• **To be done**: How many of the lines below contain the string "strap"? Reply with the number alone.
— START Records —
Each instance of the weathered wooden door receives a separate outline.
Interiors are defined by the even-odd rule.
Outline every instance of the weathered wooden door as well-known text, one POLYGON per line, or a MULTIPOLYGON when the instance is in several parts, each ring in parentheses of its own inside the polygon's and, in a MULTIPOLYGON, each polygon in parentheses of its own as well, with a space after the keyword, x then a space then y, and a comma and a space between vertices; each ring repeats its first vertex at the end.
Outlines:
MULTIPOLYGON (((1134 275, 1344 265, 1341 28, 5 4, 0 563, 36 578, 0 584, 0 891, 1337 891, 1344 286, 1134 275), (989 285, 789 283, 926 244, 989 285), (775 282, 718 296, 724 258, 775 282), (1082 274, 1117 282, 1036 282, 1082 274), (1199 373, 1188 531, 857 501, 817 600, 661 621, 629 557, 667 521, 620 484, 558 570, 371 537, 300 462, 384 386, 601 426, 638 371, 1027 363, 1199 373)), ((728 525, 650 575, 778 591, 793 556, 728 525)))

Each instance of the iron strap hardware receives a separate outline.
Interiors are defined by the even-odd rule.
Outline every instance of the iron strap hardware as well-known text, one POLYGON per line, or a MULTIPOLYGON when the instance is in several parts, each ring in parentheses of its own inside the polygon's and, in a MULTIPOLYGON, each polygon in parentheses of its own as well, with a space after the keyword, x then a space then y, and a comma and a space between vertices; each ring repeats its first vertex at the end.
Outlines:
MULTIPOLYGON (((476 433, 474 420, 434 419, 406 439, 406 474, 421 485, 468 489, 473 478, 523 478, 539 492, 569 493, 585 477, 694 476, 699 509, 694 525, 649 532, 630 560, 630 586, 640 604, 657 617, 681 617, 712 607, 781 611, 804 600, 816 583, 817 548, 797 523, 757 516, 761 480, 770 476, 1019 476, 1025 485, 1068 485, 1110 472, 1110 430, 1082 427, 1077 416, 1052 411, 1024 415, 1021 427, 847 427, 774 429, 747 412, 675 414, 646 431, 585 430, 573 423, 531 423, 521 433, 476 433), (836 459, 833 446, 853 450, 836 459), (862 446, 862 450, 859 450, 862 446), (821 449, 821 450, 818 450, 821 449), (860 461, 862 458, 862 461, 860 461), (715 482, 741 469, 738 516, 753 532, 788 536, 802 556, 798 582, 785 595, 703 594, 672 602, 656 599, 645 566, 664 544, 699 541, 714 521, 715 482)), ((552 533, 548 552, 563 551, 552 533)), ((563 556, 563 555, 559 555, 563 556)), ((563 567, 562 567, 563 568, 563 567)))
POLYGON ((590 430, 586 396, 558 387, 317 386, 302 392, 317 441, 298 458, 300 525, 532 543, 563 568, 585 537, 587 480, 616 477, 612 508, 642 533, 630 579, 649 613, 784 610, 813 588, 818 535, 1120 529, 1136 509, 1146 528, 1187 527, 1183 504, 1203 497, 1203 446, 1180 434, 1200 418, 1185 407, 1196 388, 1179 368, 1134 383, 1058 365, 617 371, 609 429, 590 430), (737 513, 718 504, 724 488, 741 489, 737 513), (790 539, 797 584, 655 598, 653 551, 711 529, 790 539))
— END Records —
— START Records —
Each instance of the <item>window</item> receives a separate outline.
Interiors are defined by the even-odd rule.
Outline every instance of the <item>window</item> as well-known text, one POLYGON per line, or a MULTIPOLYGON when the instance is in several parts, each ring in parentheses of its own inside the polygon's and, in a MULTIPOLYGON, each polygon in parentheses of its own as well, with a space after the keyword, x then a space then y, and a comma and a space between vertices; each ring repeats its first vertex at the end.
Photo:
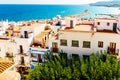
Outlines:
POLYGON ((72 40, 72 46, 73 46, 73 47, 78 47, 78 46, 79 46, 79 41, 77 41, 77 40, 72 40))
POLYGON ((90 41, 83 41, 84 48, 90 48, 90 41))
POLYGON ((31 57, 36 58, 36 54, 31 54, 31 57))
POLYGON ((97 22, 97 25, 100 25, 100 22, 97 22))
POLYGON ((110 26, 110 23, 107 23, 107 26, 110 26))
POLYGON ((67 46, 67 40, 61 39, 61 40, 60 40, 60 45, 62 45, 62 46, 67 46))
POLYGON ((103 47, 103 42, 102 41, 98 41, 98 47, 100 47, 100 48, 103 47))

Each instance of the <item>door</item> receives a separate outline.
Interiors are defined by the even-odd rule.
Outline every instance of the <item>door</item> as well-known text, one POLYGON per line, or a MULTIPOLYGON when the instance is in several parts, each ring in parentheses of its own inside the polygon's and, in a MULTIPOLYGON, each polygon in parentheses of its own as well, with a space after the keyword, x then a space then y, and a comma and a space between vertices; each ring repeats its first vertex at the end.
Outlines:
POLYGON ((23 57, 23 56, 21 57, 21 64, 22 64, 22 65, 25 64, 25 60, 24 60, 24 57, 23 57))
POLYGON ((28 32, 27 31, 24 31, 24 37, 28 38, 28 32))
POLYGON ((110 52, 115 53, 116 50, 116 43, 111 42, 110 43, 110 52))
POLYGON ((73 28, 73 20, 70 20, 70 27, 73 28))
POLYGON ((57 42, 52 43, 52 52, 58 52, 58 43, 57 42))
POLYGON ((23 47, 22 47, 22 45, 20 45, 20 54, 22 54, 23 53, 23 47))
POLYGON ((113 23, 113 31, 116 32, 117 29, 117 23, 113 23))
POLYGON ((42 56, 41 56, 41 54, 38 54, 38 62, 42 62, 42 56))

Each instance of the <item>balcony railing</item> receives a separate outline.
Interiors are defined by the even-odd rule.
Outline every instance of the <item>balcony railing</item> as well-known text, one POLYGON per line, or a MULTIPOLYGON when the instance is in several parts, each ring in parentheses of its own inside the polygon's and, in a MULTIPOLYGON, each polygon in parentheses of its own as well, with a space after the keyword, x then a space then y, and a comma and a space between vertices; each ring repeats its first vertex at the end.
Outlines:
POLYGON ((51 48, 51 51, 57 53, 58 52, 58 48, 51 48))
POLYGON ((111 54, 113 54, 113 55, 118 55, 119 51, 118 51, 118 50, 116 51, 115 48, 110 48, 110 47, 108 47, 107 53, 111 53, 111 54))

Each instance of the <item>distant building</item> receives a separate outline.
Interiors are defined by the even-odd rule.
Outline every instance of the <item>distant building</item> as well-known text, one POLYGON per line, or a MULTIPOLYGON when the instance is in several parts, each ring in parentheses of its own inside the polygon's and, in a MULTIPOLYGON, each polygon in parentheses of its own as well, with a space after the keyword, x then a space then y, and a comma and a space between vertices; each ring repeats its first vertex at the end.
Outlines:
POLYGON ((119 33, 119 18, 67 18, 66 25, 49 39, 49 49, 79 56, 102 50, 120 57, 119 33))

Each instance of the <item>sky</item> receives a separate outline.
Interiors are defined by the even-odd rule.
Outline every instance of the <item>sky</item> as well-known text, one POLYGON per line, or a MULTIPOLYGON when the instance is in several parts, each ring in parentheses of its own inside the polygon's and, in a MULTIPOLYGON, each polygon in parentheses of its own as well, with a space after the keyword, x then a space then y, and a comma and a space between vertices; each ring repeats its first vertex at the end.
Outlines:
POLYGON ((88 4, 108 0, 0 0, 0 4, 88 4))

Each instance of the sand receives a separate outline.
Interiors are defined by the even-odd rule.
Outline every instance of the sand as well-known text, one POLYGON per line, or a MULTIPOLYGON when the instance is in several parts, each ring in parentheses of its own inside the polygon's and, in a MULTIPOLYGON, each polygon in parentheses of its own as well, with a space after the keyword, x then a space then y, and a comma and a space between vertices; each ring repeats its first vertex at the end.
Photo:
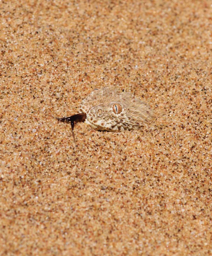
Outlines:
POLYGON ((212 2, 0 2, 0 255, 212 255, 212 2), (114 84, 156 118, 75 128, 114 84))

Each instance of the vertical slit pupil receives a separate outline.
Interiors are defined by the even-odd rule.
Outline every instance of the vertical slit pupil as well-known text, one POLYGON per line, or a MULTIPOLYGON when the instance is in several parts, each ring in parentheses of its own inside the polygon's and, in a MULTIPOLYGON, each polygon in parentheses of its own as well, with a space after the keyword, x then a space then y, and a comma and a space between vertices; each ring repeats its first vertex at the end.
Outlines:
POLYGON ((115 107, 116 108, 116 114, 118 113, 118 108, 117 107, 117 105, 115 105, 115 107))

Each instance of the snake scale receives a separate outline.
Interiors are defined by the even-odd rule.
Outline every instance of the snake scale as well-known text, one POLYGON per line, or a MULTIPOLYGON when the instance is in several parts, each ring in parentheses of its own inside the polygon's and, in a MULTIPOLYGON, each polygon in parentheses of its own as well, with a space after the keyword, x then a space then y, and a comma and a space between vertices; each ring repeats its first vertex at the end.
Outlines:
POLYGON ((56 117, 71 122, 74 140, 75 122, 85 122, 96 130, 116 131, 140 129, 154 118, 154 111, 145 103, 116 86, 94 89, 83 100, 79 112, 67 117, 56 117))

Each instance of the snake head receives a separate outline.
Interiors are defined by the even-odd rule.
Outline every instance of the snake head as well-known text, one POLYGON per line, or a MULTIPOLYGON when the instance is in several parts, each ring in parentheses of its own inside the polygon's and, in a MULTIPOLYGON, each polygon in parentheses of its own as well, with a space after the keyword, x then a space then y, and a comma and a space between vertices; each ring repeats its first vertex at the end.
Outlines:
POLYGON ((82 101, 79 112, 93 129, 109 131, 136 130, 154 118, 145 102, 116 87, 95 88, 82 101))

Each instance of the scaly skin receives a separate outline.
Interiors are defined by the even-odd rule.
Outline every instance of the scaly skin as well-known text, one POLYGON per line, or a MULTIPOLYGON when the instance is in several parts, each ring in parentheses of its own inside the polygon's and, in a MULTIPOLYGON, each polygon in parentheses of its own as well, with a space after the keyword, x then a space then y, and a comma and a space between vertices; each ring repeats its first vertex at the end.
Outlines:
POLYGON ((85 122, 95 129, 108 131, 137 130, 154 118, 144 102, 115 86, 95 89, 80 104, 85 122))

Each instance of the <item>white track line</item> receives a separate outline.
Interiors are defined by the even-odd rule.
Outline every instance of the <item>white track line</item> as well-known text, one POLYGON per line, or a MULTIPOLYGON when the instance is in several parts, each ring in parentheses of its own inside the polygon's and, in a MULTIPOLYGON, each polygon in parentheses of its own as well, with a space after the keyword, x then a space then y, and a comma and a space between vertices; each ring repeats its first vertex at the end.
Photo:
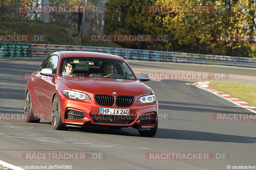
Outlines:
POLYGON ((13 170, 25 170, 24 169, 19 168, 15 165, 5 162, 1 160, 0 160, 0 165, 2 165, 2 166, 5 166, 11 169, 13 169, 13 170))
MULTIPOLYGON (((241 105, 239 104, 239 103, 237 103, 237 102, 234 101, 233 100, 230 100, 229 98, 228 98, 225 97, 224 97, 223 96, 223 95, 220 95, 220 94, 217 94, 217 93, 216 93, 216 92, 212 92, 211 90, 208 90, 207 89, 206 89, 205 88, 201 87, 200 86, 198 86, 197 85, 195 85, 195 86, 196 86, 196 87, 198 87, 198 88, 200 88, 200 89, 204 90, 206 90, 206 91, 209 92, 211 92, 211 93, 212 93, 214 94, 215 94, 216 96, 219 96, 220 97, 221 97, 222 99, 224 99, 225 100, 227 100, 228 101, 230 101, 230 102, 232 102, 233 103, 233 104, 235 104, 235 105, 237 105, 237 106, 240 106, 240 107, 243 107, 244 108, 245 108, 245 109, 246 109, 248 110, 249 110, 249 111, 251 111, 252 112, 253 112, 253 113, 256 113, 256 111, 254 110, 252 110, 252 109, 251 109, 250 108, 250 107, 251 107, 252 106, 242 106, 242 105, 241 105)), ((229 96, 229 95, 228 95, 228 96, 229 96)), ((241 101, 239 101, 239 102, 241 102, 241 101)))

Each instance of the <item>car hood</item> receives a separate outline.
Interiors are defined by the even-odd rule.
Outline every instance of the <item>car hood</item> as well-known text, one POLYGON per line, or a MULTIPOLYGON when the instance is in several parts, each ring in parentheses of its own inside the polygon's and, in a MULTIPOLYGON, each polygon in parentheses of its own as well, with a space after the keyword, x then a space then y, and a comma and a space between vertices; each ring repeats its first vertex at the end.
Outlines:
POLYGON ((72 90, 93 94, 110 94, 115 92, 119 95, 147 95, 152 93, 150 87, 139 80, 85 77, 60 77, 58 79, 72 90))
— END Records —
— START Records —
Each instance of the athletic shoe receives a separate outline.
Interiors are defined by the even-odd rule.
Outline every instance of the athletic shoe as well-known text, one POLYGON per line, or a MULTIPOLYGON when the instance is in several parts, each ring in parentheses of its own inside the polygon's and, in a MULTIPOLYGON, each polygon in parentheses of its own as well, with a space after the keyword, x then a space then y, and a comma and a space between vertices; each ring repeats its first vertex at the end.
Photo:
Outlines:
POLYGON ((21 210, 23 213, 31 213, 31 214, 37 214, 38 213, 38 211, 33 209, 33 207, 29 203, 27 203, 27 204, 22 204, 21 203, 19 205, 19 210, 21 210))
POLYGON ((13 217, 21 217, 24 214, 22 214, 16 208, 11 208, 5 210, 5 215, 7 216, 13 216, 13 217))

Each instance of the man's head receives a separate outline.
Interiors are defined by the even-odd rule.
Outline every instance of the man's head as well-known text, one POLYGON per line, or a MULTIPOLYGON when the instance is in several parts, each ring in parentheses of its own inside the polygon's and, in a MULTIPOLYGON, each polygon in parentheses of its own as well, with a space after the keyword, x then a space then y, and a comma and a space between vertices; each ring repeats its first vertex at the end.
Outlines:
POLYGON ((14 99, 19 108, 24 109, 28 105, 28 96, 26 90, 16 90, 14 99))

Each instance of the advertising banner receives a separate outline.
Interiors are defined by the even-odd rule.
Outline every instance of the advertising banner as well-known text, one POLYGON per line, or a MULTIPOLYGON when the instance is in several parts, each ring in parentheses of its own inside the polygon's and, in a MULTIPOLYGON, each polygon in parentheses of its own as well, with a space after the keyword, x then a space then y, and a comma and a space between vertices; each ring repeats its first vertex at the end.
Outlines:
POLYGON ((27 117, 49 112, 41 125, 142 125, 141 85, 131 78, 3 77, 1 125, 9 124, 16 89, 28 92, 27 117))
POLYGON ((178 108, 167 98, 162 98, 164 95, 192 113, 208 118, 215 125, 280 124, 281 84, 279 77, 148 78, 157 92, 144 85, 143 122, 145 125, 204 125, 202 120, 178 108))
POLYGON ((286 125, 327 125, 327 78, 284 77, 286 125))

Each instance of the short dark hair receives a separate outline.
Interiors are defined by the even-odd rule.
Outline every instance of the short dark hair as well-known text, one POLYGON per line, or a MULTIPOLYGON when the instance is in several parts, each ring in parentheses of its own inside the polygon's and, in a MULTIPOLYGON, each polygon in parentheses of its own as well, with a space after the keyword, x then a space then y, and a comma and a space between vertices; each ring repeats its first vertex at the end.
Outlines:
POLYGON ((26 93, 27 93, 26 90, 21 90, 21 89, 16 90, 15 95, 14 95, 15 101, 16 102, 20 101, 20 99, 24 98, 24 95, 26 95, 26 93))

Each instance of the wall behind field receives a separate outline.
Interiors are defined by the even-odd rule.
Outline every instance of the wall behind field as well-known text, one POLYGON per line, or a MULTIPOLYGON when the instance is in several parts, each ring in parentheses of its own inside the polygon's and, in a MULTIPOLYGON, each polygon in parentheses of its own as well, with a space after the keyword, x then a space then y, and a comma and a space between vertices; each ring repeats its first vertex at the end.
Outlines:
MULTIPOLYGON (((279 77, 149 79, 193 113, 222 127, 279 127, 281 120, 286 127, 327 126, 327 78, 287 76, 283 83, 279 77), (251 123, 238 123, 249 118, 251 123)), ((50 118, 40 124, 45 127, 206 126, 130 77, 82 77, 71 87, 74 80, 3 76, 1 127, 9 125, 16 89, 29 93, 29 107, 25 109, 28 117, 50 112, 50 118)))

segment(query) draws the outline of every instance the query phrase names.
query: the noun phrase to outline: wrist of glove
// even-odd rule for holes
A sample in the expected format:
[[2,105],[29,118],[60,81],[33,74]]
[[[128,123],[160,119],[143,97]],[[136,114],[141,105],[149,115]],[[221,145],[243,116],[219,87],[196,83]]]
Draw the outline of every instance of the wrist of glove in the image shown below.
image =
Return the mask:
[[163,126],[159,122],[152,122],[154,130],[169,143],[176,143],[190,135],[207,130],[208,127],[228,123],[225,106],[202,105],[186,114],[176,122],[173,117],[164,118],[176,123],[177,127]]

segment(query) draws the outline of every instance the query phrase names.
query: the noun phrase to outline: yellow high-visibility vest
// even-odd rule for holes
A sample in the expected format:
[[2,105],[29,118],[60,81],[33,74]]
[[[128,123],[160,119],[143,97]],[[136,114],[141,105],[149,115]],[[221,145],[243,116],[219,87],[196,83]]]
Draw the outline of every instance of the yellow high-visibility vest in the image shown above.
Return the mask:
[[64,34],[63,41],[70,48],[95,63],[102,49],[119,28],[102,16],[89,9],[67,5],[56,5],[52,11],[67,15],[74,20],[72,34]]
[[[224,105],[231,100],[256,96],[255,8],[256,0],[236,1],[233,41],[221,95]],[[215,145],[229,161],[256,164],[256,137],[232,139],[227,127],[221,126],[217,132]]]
— END Records —
• **Final answer**: 2